- [Input material]
===

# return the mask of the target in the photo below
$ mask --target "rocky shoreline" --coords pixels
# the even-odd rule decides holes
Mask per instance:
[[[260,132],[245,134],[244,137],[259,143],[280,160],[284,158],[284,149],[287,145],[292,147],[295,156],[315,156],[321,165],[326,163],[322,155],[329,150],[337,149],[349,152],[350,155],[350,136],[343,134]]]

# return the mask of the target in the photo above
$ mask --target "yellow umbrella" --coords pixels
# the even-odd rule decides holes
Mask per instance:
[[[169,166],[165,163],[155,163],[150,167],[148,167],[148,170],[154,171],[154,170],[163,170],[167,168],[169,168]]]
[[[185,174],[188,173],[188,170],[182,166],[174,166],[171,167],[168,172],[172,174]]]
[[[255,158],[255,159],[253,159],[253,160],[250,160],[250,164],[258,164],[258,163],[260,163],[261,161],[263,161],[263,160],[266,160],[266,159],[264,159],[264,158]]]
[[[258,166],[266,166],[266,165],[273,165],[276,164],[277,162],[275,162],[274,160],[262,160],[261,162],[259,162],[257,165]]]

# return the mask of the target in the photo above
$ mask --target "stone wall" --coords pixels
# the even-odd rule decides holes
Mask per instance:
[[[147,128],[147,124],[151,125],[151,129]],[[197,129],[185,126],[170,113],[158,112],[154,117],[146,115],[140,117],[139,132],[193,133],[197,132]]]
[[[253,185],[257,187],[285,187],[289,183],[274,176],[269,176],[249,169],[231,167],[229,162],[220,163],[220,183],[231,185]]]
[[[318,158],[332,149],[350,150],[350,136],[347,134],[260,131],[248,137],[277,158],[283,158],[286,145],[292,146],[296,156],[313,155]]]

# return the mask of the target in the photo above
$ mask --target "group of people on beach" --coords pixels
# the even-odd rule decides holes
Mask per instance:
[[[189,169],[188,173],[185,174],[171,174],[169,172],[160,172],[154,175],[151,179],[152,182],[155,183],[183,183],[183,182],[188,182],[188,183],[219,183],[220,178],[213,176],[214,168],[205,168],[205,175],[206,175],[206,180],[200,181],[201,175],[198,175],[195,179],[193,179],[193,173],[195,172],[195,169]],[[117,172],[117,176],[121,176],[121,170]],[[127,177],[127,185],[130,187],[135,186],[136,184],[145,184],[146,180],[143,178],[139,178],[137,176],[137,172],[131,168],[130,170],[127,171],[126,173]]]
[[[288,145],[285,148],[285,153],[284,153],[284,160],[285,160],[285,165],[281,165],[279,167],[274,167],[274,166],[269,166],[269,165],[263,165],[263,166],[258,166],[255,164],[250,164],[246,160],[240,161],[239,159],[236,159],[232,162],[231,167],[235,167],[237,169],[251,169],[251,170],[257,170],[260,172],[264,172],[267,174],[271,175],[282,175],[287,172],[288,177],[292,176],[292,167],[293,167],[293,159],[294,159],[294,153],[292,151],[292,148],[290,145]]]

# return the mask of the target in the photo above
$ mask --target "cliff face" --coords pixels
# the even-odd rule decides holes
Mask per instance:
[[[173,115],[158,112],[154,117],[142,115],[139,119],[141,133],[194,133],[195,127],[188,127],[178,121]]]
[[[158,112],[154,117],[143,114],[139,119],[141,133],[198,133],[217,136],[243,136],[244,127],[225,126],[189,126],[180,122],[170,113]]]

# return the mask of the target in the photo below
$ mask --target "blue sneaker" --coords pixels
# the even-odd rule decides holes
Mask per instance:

===

All of the lines above must be returned exactly.

- [Problem solution]
# return the mask of the target in the photo below
$ mask --target "rocky shoreline" --coords pixels
# the even-odd rule decides holes
Mask per instance:
[[[260,132],[245,134],[244,137],[259,143],[280,160],[284,158],[284,149],[287,145],[292,147],[295,156],[315,156],[321,165],[326,163],[322,155],[329,150],[337,149],[349,152],[350,155],[350,136],[343,134]]]

# return the mask of the target in the photo above
$ mask --target "yellow umbrella" --coords pixels
# the even-odd rule decides holes
Mask per instance:
[[[169,166],[165,163],[155,163],[150,167],[148,167],[148,170],[154,171],[154,170],[163,170],[167,168],[169,168]]]
[[[185,174],[188,173],[188,170],[182,166],[174,166],[171,167],[168,172],[172,174]]]
[[[255,158],[255,159],[253,159],[253,160],[250,160],[250,164],[258,164],[258,163],[260,163],[261,161],[263,161],[263,160],[266,160],[266,159],[264,159],[264,158]]]
[[[258,166],[266,166],[266,165],[273,165],[276,164],[277,162],[275,162],[274,160],[262,160],[261,162],[259,162],[257,165]]]

# return the mask of the target in the photo above
$ mask --target "stone wall" --coords pixels
# the even-odd rule decides holes
Mask per instance:
[[[147,128],[147,124],[151,125],[151,129]],[[197,129],[185,126],[170,113],[158,112],[154,117],[146,115],[140,117],[139,132],[193,133],[197,132]]]
[[[253,185],[257,187],[285,187],[289,183],[274,176],[269,176],[249,169],[231,167],[229,162],[220,163],[220,183],[231,185]]]
[[[318,158],[332,149],[350,150],[350,136],[347,134],[260,131],[248,137],[277,158],[283,158],[286,145],[292,146],[296,156],[313,155]]]

# return the mask of the target in the photo above
$ mask --target "group of people on beach" --coords pixels
# the even-odd rule decides holes
Mask per instance:
[[[189,169],[188,173],[185,174],[171,174],[169,172],[160,172],[154,175],[151,179],[152,182],[155,183],[183,183],[183,182],[188,182],[188,183],[219,183],[220,178],[213,176],[214,168],[205,168],[205,175],[206,175],[206,180],[200,181],[201,175],[198,175],[195,179],[193,179],[193,173],[195,172],[195,169]],[[117,172],[117,176],[121,176],[121,170]],[[127,177],[127,185],[130,187],[135,186],[136,184],[145,184],[146,180],[143,178],[139,178],[137,176],[137,172],[131,168],[130,170],[127,171],[126,173]]]
[[[288,145],[285,148],[285,153],[284,153],[284,160],[285,160],[285,165],[281,165],[279,167],[274,167],[274,166],[269,166],[269,165],[263,165],[263,166],[258,166],[255,164],[250,164],[246,160],[240,161],[239,159],[236,159],[232,162],[231,167],[235,167],[237,169],[251,169],[251,170],[257,170],[260,172],[264,172],[267,174],[271,175],[282,175],[287,172],[288,177],[292,176],[292,167],[293,167],[293,159],[294,159],[294,153],[292,151],[292,148],[290,145]]]

# return the mask of the target in the photo above
$ mask --target "cliff face" --coords pixels
# the even-odd rule decides holes
Mask per instance:
[[[173,115],[158,112],[154,117],[142,115],[139,119],[141,133],[194,133],[195,127],[188,127],[178,121]]]
[[[158,112],[154,117],[143,114],[139,119],[141,133],[198,133],[217,136],[243,136],[244,127],[225,126],[189,126],[180,122],[170,113]]]

# return the mask of the target in the photo below
$ mask --target "blue sneaker" --coords pixels
# the even-odd rule decides holes
Mask per instance:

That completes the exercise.